# [資料に関する設問]
1) 元の文書で、ぼくが病院から一人で家に帰る途中、何がひどくどうでもいいことのように思えてきたのですか。
2) 元の文書のうち、「その瞬間、ぼくは心のずっと奥の方がじんわりと熱くなるのを感じた。」から「妻は疲れた表情ながらも、照れ臭そうにはにかんだ。」までを、両端も含めてそのまま書き出してください。
3) 長男の誕生を描いた元の文書を、最後の文の後から書き継いでください。

# [元の文書]
--*--

心が溶け合う瞬間

心ってなんだろう? 8/10

とある「ぼく」のストーリー 7

ぼくが会社の人間関係について悩んでいたころ、ぼくの家には長男が生まれた。

まだ目も開かない小さな小さなわが子をおぼつかない手つきで腕に抱いた。

その瞬間、ぼくは心のずっと奥の方がじんわりと熱くなるのを感じた。

冷え込んだ夜に湯たんぽを抱きながらふかふかの毛布にくるまるときのあの感じや、大切にしすぎて失くしてしまっていた小さい頃の宝箱が掃除の最中にふと姿を現したときのあの感じにもなんとなく似ているけれど、それよりずっとずっと暖かく尊い何かに触れている感じがした。

ぼくは、妻の顔をまっすぐに見て、「ありがとう」を言った。

妻は疲れた表情ながらも、照れ臭そうにはにかんだ。 

妻が入院している病院から一人で家に帰る途中、ぼくは会社の人間関係で悩んでいたことが、何だかひどくどうでもいいことのように思えてきた。

--*--

# [提供された情報]

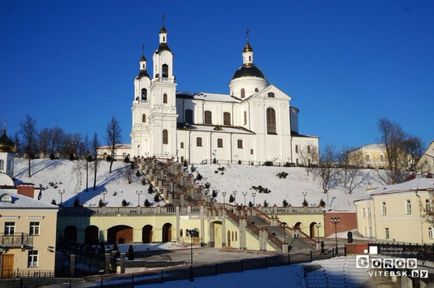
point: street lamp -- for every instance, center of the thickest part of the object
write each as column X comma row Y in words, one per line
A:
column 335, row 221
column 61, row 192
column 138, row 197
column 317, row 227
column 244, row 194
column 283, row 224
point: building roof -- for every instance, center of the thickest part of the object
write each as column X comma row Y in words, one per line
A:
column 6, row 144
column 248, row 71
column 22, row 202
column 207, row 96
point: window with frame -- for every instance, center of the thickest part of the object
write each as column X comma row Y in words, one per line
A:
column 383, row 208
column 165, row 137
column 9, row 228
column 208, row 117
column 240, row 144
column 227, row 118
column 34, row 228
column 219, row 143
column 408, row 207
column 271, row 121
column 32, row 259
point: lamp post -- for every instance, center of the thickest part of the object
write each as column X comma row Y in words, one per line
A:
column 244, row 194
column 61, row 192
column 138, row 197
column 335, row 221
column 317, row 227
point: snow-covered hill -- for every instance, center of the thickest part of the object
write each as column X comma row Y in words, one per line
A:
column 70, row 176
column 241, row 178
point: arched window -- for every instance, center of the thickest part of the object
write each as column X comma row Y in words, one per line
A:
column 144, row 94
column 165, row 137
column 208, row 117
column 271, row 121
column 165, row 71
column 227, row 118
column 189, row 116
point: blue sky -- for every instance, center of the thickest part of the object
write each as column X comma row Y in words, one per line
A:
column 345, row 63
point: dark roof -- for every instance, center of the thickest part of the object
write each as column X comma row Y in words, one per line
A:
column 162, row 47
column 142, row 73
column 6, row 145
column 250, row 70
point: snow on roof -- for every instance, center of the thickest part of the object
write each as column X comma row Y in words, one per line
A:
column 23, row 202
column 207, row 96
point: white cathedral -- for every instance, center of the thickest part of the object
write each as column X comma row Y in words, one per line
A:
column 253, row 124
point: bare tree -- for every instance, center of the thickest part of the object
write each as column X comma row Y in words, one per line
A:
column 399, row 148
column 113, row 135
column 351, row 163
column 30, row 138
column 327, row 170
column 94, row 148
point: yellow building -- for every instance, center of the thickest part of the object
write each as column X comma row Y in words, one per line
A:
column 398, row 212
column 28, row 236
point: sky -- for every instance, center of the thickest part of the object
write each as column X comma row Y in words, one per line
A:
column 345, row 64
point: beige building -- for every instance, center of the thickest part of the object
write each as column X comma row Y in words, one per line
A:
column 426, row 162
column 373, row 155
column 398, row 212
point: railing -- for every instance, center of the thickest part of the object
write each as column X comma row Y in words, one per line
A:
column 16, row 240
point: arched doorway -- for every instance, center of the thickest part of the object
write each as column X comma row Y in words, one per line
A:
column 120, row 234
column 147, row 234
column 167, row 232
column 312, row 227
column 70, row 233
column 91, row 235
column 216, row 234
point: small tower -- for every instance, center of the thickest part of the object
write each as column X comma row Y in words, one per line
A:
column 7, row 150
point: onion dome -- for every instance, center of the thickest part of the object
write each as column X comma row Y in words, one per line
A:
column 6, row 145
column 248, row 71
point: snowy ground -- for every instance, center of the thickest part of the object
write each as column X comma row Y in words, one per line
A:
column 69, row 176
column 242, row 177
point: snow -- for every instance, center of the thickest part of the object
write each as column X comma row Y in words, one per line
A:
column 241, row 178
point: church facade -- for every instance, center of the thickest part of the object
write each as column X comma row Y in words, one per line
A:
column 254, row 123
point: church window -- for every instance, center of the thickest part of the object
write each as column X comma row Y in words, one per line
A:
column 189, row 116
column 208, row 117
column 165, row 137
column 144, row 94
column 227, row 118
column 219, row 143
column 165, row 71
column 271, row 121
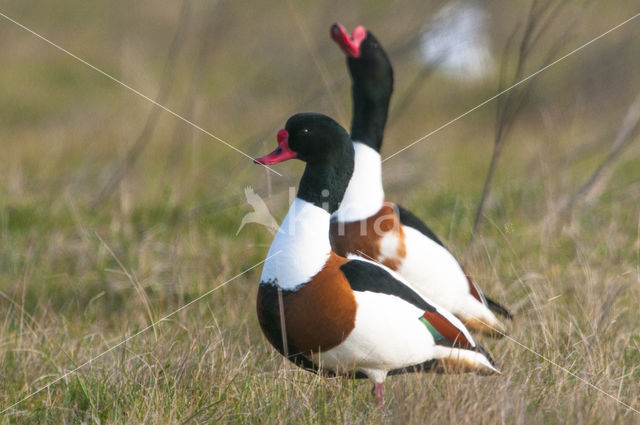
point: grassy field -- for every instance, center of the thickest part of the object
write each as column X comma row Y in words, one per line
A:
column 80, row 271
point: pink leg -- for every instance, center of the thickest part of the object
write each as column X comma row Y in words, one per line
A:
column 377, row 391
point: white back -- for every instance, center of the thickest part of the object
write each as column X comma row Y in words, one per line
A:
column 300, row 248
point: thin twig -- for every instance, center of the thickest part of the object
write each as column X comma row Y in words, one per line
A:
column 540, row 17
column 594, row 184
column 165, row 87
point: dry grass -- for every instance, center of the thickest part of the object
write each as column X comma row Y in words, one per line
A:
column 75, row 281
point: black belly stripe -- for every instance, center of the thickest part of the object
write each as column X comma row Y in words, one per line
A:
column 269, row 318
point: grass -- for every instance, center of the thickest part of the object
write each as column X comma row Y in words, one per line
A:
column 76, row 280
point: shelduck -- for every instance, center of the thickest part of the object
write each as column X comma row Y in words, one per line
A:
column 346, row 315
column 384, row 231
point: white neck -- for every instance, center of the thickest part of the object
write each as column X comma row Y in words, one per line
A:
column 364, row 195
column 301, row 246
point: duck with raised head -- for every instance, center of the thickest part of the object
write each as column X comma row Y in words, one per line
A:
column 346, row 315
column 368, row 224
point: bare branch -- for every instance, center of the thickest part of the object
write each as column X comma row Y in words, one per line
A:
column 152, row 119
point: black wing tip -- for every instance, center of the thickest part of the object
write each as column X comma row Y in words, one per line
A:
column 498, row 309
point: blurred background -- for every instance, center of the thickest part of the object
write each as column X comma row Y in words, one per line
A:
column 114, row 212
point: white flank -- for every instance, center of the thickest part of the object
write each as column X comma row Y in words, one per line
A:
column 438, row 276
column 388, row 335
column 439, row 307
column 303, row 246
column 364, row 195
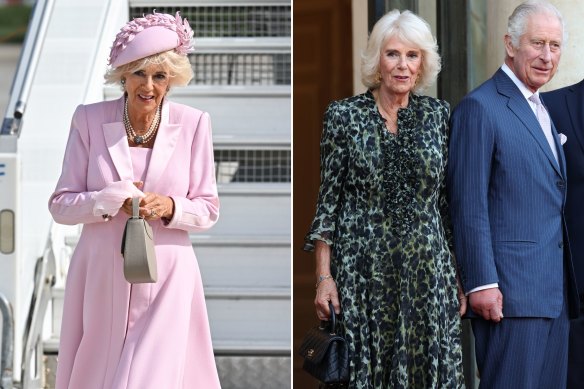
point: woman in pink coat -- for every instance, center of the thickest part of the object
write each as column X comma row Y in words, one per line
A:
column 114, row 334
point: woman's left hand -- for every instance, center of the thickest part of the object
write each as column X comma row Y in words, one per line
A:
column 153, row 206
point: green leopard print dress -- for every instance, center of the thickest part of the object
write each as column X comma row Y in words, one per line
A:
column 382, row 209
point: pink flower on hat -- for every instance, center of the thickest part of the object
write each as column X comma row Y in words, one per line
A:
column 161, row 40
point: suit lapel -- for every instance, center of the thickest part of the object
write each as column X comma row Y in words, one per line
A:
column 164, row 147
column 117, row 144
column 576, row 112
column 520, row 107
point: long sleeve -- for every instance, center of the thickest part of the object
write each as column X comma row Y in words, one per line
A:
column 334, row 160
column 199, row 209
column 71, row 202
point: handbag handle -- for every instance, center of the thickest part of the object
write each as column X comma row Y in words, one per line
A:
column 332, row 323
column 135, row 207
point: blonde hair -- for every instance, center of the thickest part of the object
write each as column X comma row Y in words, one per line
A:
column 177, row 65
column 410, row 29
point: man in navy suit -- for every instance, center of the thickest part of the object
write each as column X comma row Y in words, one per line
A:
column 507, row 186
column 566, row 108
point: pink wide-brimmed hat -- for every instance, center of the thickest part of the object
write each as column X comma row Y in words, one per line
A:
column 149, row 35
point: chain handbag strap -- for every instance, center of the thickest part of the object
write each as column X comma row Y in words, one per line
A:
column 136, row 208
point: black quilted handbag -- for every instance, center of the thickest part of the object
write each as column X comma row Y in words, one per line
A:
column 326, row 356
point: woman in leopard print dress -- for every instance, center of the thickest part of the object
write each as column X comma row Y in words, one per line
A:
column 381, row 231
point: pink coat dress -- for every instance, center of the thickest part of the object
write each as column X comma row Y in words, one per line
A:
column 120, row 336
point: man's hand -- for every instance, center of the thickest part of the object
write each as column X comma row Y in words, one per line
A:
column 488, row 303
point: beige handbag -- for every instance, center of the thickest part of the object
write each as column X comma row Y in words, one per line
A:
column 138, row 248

--*--

# [設問別の回答]
1) 会社の人間関係で悩んでいたことです。

2)
その瞬間、ぼくは心のずっと奥の方がじんわりと熱くなるのを感じた。

冷え込んだ夜に湯たんぽを抱きながらふかふかの毛布にくるまるときのあの感じや、大切にしすぎて失くしてしまっていた小さい頃の宝箱が掃除の最中にふと姿を現したときのあの感じにもなんとなく似ているけれど、それよりずっとずっと暖かく尊い何かに触れている感じがした。

ぼくは、妻の顔をまっすぐに見て、「ありがとう」を言った。

妻は疲れた表情ながらも、照れ臭そうにはにかんだ。

3)
あの小さなわが子の温もりこそが、かけがえのないぼくの全てのような気がしたのだ。

翌朝、会社に出勤し、あの51歳の部下に「おはようございます!」と元気に明るく挨拶をした。

相手の反応はいつも通りだったが、ぼくの心の中では、なぜかいつもと全然違っていた。

この人も、あんなふうにこの世に生まれてきて、あんなふうに誰かの心に温もりを届けたのだとすると何だかとてもかけがえのない大切な人のように思えてきたからだ。 

 私たちは愛くるしい赤ちゃんをやさしくそっと腕に抱くと、不思議と心の奥の方から温かさがじんわりと湧き上がってくるのを感じます。

 そして、この温かさが赤ちゃんと「ぼく」というふたつの別々の存在を、まるでひとつの存在であるかのように溶かしていきます。ふたつの別々の容れ物におさまっていた「心(こころ)」というゼリーが、ひとつに混ざり合います。

 赤ちゃんを抱きながら、まるでもっと大きな誰かの腕の中に赤ちゃんと「ぼく」とのふたつの心が抱きかかえられていくような、そんな心持ちにもなるものです。だから、「ぼく」は「尊い何かに触れている」と感じるのでしょう。 

 わたしたちは、こうした「尊い何か」に触れると、日常の些細な悩みや苦しさが「どうでもいいことのように」思えたりします。

 わたしたちの心をはみ出させるものでもあり、私たち一人ひとりを区切っているものでもある衣装を自ら脱ぎたくなる瞬間です。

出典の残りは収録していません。